-- Record extracts --
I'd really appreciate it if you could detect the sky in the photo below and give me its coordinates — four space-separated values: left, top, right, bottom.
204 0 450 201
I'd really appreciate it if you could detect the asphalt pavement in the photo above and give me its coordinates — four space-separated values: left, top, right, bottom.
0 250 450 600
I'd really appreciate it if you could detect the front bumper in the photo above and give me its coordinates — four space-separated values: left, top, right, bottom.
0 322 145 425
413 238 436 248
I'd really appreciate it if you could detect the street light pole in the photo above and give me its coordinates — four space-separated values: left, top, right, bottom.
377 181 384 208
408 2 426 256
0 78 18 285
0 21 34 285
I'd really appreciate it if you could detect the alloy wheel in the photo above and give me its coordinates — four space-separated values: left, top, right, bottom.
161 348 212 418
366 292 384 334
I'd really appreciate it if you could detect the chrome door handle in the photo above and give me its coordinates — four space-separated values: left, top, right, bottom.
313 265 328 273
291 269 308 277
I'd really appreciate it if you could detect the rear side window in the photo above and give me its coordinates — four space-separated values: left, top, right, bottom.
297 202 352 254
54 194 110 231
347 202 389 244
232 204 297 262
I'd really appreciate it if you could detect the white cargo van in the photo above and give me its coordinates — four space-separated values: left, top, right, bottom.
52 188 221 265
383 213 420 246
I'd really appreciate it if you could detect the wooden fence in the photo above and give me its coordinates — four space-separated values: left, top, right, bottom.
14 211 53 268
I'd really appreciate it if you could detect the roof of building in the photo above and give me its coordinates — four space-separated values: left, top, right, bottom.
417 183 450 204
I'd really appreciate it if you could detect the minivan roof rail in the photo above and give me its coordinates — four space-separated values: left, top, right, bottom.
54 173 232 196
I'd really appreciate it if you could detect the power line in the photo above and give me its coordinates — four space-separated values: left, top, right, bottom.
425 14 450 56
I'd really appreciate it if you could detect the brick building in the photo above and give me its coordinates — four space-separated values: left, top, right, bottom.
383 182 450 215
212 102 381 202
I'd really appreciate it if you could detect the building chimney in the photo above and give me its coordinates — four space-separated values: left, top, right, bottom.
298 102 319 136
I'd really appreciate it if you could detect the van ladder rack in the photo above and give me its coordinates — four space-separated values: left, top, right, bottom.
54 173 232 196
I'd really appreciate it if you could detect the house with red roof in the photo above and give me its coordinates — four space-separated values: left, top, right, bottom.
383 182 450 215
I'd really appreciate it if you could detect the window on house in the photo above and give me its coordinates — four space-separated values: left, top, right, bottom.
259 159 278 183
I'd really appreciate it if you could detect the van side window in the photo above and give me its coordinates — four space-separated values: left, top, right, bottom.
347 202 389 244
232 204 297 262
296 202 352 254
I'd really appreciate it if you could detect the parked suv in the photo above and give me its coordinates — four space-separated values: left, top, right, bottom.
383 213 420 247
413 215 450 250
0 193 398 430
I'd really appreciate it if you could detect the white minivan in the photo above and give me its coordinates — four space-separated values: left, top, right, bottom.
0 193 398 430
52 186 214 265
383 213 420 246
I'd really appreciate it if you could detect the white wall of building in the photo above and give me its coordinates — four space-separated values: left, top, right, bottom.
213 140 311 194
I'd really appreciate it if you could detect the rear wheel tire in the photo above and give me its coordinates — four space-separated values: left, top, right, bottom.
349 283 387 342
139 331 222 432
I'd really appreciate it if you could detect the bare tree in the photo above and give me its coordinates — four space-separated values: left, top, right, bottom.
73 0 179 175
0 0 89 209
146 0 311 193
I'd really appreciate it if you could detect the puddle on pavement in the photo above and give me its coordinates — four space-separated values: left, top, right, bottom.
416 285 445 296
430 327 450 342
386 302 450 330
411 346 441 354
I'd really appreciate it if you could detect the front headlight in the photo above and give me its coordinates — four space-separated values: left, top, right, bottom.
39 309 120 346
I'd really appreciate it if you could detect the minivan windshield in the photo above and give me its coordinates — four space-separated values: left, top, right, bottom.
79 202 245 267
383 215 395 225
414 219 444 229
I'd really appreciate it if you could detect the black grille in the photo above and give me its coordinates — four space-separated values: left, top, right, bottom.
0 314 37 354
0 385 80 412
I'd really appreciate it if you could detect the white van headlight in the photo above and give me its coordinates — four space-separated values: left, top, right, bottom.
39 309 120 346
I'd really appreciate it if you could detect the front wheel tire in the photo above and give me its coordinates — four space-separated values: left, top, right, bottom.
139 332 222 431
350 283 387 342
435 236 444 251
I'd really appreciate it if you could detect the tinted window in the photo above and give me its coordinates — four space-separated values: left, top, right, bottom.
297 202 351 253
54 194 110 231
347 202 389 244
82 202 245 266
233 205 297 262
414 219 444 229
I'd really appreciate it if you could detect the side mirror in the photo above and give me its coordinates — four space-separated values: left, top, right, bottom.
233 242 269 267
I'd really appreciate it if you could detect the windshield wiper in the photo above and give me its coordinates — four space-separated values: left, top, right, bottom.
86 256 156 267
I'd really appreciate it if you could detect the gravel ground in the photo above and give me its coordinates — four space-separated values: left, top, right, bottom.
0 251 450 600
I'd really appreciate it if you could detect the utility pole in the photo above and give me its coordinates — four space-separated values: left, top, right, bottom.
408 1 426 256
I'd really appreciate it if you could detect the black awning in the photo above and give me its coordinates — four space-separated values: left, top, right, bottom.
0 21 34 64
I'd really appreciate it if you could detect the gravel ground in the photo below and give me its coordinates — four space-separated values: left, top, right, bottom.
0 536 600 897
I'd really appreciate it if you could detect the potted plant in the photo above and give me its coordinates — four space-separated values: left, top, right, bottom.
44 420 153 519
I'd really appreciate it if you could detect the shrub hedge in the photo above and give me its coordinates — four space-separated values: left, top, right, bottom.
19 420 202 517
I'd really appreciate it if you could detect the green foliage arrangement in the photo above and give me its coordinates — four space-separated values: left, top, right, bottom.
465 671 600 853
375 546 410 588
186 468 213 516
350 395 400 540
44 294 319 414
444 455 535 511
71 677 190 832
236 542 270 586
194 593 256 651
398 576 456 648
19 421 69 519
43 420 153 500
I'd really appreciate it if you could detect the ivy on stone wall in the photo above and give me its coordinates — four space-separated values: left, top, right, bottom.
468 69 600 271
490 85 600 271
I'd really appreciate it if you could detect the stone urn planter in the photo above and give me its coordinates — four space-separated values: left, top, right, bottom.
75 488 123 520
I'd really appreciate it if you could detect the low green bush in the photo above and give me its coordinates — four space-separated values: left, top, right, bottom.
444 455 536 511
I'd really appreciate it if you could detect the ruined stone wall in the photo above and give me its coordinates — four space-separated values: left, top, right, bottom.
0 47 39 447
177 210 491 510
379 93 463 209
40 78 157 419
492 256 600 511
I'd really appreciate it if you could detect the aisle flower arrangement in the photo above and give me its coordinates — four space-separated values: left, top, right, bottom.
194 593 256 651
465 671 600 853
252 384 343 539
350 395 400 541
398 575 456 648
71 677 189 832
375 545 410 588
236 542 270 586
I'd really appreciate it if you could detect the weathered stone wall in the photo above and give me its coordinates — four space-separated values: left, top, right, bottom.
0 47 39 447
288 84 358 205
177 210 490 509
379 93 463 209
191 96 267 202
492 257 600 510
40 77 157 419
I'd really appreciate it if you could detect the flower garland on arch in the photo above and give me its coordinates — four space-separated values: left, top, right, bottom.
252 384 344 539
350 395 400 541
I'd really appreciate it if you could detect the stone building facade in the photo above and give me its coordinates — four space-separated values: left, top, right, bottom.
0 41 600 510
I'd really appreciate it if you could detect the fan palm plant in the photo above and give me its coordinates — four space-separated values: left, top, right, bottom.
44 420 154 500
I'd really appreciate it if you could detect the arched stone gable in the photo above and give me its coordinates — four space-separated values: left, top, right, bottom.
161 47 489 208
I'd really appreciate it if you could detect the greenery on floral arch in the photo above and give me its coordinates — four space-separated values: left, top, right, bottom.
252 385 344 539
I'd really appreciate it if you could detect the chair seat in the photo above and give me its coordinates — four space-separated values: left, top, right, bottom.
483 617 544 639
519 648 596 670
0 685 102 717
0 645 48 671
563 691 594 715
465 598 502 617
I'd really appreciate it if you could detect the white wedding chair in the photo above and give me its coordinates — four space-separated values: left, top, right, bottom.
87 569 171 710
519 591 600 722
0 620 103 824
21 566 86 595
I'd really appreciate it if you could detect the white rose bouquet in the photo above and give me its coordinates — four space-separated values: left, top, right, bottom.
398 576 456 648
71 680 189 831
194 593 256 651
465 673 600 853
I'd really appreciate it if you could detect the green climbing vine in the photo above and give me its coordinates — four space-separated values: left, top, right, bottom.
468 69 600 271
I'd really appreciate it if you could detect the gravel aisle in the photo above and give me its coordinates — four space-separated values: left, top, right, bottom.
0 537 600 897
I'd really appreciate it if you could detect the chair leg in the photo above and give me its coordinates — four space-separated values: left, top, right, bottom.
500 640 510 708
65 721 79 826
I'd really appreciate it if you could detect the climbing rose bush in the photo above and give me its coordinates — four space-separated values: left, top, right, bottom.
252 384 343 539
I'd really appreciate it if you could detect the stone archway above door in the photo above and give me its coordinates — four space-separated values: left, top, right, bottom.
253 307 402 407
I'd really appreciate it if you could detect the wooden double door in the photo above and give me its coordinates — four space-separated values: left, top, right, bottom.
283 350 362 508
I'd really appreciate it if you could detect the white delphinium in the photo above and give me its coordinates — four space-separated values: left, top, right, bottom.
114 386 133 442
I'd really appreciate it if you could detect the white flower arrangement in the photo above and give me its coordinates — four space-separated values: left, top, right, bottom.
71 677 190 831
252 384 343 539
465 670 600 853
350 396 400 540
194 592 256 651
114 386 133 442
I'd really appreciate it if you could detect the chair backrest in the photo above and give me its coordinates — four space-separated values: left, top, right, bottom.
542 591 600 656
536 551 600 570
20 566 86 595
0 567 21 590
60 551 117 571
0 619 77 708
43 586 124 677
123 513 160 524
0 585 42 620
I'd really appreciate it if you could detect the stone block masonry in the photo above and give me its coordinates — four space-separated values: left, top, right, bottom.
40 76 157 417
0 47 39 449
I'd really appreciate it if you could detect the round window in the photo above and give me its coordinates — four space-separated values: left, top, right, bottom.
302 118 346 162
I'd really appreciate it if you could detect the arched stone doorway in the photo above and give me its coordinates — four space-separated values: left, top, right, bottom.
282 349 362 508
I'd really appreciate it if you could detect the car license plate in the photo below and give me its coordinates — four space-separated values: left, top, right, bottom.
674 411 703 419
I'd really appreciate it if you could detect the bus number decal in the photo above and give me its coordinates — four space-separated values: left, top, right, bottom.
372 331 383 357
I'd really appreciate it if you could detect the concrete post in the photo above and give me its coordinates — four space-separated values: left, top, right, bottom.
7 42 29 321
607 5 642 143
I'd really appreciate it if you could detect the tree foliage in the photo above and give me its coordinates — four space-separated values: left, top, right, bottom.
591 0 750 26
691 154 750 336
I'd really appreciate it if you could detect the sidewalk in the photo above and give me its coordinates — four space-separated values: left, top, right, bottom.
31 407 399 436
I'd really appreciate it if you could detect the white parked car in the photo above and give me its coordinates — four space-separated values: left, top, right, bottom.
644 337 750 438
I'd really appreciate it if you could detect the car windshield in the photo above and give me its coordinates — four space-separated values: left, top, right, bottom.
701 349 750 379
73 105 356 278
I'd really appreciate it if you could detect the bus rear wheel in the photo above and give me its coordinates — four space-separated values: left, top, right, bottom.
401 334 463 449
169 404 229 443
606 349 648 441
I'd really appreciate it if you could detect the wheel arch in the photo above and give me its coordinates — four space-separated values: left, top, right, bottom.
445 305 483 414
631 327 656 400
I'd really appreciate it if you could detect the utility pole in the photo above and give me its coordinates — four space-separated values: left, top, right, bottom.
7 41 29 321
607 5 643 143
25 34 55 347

-- Requirements --
List every line in the records above that contains the word "pavement".

-- Reply to the exercise --
I'd really appreciate it if you could detect the asphalt pavement in the photo above and give me its coordinates — four space-separated values: left, top, right, bottom.
I'd really appreciate it if you could detect the puddle on pavement in the photo above and give me its coordinates — four space-separated values: left, top, right, bottom.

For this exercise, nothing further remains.